• [Problem requirements]: Please write out the listing exactly, leaving each picture out.

• [Source material]:
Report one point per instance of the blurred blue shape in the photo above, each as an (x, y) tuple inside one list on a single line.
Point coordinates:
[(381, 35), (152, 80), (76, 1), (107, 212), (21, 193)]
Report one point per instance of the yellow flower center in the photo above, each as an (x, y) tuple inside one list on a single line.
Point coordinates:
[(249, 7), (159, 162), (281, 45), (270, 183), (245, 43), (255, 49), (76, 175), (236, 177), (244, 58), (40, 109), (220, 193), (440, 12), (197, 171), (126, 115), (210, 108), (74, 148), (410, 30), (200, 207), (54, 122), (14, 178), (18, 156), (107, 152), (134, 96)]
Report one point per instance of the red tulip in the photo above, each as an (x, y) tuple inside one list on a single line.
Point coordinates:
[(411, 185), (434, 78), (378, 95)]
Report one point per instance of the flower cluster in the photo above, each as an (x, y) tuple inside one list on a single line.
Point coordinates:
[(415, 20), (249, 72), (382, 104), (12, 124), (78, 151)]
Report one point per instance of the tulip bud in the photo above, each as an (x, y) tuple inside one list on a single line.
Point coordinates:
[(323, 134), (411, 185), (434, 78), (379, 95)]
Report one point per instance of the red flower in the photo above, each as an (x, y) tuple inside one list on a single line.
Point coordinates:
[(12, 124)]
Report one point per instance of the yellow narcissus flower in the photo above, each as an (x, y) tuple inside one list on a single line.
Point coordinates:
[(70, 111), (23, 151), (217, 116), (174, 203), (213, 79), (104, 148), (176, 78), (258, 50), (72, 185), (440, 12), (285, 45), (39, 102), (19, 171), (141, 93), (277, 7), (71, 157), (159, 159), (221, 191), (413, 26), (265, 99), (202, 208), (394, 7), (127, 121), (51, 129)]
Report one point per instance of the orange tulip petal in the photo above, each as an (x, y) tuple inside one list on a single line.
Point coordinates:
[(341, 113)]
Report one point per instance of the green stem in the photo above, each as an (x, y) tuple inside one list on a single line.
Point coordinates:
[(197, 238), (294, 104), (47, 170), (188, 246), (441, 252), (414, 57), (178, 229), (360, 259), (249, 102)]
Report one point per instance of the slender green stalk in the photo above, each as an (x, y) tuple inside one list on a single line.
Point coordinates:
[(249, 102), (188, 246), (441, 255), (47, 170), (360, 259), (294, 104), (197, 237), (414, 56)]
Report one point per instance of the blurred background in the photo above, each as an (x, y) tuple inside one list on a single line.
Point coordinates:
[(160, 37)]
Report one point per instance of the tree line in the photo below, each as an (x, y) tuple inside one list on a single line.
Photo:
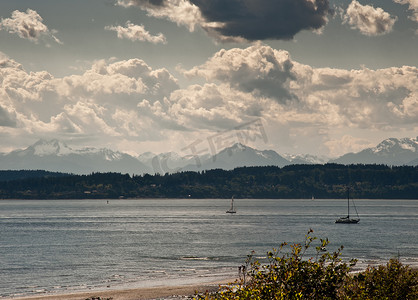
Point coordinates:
[(289, 182)]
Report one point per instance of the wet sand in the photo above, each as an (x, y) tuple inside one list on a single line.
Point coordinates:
[(162, 292)]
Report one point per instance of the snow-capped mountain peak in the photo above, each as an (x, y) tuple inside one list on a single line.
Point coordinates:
[(52, 147), (393, 144)]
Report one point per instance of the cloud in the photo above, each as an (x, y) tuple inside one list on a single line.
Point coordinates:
[(181, 12), (6, 119), (28, 25), (413, 6), (129, 100), (38, 104), (258, 69), (262, 19), (241, 20), (369, 20), (326, 97), (137, 33), (347, 143)]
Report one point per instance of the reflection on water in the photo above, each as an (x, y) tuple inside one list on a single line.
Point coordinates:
[(55, 246)]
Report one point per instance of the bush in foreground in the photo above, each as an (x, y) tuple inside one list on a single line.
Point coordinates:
[(289, 275)]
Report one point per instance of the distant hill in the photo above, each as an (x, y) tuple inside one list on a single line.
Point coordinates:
[(396, 152), (239, 155), (324, 181)]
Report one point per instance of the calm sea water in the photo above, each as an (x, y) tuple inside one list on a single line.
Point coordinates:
[(72, 245)]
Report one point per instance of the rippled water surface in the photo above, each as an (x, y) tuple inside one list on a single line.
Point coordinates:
[(71, 245)]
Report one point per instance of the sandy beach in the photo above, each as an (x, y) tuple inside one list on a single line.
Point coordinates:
[(162, 292)]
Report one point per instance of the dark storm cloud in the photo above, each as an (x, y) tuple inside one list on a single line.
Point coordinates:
[(264, 19)]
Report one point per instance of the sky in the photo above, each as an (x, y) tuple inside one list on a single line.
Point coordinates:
[(321, 77)]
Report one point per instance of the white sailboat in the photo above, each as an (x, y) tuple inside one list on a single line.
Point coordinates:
[(231, 210), (348, 220)]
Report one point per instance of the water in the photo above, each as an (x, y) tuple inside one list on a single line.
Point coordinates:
[(72, 245)]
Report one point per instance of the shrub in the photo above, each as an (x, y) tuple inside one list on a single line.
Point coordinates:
[(288, 275)]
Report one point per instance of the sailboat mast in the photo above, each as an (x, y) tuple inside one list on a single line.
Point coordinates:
[(348, 202)]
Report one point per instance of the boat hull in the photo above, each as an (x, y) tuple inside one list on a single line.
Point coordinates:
[(347, 221)]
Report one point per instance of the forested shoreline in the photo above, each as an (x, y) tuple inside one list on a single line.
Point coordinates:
[(327, 181)]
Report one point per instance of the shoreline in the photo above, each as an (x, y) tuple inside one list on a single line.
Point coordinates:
[(142, 293)]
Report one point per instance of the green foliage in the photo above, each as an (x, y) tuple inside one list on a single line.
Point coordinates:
[(290, 276), (290, 182)]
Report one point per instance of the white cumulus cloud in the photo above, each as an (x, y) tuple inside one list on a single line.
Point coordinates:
[(369, 20), (412, 5), (28, 25), (137, 33)]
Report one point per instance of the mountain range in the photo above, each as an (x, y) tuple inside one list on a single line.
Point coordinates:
[(56, 156)]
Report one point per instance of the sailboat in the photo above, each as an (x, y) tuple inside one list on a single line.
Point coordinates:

• [Response]:
Report one point per instance of the blurred blue shape in the photo above, each as an (x, y) tuple inside one list on a single line.
Point coordinates:
[(381, 35), (152, 80), (76, 1), (107, 212), (21, 193)]
Report one point per instance of the yellow flower center in the photo above, each as an (x, y) tuple inside one list on a single line.
Point coordinates:
[(249, 7), (159, 162), (281, 45), (270, 183), (245, 43), (255, 49), (76, 175), (236, 177), (244, 58), (40, 109), (220, 193), (440, 12), (197, 171), (126, 115), (210, 108), (74, 148), (410, 30), (200, 207), (54, 122), (14, 178), (18, 156), (107, 152), (134, 96)]
Report one point per instance of the red tulip in the photo above, each as an (x, y) tuple inside one list on a single line.
Point coordinates:
[(411, 185), (434, 78), (378, 95)]
Report one point per instance of the flower cluster in the photo above, each as an (x, y) tuple inside one list on a single line.
Point coordinates:
[(415, 20), (249, 72), (382, 104), (12, 124), (78, 151)]
Report one point per instance of the tulip bud in the photo above, each as an (x, y) tuple inside one list on a single line.
Point coordinates:
[(323, 134), (411, 185), (434, 78), (379, 95)]
Report one point per instance of the red flower in the photo above, each as an (x, y) tuple inside one list on a single line.
Point coordinates:
[(12, 124)]
Report one point per instance of the yellow narcissus flower in the photo above, each as an (x, y) tuple inside one list on a single line.
Point coordinates:
[(70, 111), (23, 151), (217, 116), (174, 203), (213, 79), (104, 148), (176, 78), (258, 50), (72, 185), (440, 12), (285, 45), (39, 102), (19, 171), (141, 93), (277, 7), (71, 157), (159, 159), (221, 191), (413, 26), (265, 99), (202, 208), (394, 7), (127, 121), (51, 129)]
Report one point per instance of the orange tulip petal in the photo above, each as an (x, y) tuple inside one list on a single line.
Point coordinates:
[(341, 113)]
Report one point per instance of the green stem in the photo above, each as an (x, y) tuple inside one list on a single line.
Point coordinates:
[(197, 238), (294, 104), (47, 170), (188, 246), (441, 252), (414, 57), (178, 229), (360, 259), (249, 102)]
Report one point per instance of the slender green stalk in the photo above, each as an (x, y) tuple inside one list on a single line.
Point coordinates:
[(249, 102), (188, 246), (441, 255), (47, 170), (360, 259), (294, 104), (197, 237), (414, 56)]
Report one point per instance of the blurred background in the photo above, each as an (x, y) tuple inside one list on a single line.
Point coordinates:
[(160, 37)]
Report one point per instance of the tree line in the photo below, each as an (x, y) tuple inside one list on a single line.
Photo:
Point coordinates:
[(289, 182)]
Report one point per instance of the wet sand in the photo above, each as an (x, y) tuple inside one list on a single line.
Point coordinates:
[(162, 292)]
Report one point per instance of the snow-capped mountain peak in the photo above, each as an (x, y) tuple inside one list on a single line.
Point coordinates:
[(52, 147), (393, 144)]
Report one point per instance of the cloud in the photo above, each as an (x, y) tuple inside one list on a single line.
Point coordinates:
[(181, 12), (6, 119), (28, 25), (413, 6), (129, 100), (38, 104), (258, 69), (262, 19), (241, 20), (369, 20), (326, 97), (137, 33), (347, 143)]
Report one point per instance of the reflection on water in the photo above, each as an (x, y) tuple inside one list on a single line.
Point coordinates:
[(55, 246)]
Report one point per instance of the bush in foreground in the photo above, each as an (x, y) tuple inside one list on a single line.
Point coordinates:
[(289, 275)]
Report one point per instance of the distant hill in the photo above, each as an (x, y) tuple inside one list on a single line.
Point coordinates:
[(396, 152), (239, 155), (324, 181)]
Report one point per instance of the calm sea water in the photo above, each as an (x, y) tuple inside one list on a single line.
Point coordinates:
[(72, 245)]
Report one point per instance of the rippled water surface in the photo above, each as an (x, y) tuple inside one list on a single line.
Point coordinates:
[(71, 245)]
Report one point per instance of the sandy beach in the photo above, each as an (x, y) tuple inside one list on a single line.
Point coordinates:
[(162, 292)]
Report one point per instance of the dark storm cloud in the photo above, each as an (x, y) tuple inside one list on a single line.
Point coordinates:
[(264, 19)]
Report one point per instance of the sky in the photo above, each as an (x, y) tuple inside one list on a single line.
Point coordinates:
[(321, 77)]
Report one point per instance of the white sailboat in the photo above, each as an (x, y) tuple inside one list on a single line.
Point coordinates:
[(231, 210), (348, 220)]
Report one point per instance of the water in the photo above, each as an (x, y) tuple inside one list on a single line.
Point coordinates:
[(72, 245)]
Report one point per instance of the shrub in the photo above, each as an (x, y) tuple inside one list on a single line.
Point coordinates:
[(288, 275)]
Report one point per instance of the sailboat mast in the photo above, each as an (x, y) tuple inside one list on a single line.
Point coordinates:
[(348, 202)]
Report one point per instance of the boat hull in the photo above, each as an (x, y) tuple inside one list on a single line.
Point coordinates:
[(347, 221)]
Report one point per instance of the forested shoreline in the photo above, each as an (x, y) tuple inside one list on a single line.
Point coordinates:
[(327, 181)]
Report one point per instance of the shoreline in the photo above, each as an (x, y) tuple inside one list on a single line.
Point coordinates:
[(142, 293)]
Report one point per instance of the green foliage in the photo above, each as an (x, y) tuple inside one list on a single line.
Point coordinates:
[(290, 276), (290, 182)]
Report one point per instance of the white cumulus cloud in the photo above, each as an (x, y) tuple inside one list on a single line.
Point coordinates:
[(369, 20), (412, 5), (28, 25), (137, 33)]
Report one point per instance of the mountain range in the photo above, each as an (x, y) tuple inside one list on a single line.
Point coordinates:
[(56, 156)]
Report one point per instance of the sailboat in the photo above, each as an (x, y) tuple inside one list on a single line.
Point coordinates:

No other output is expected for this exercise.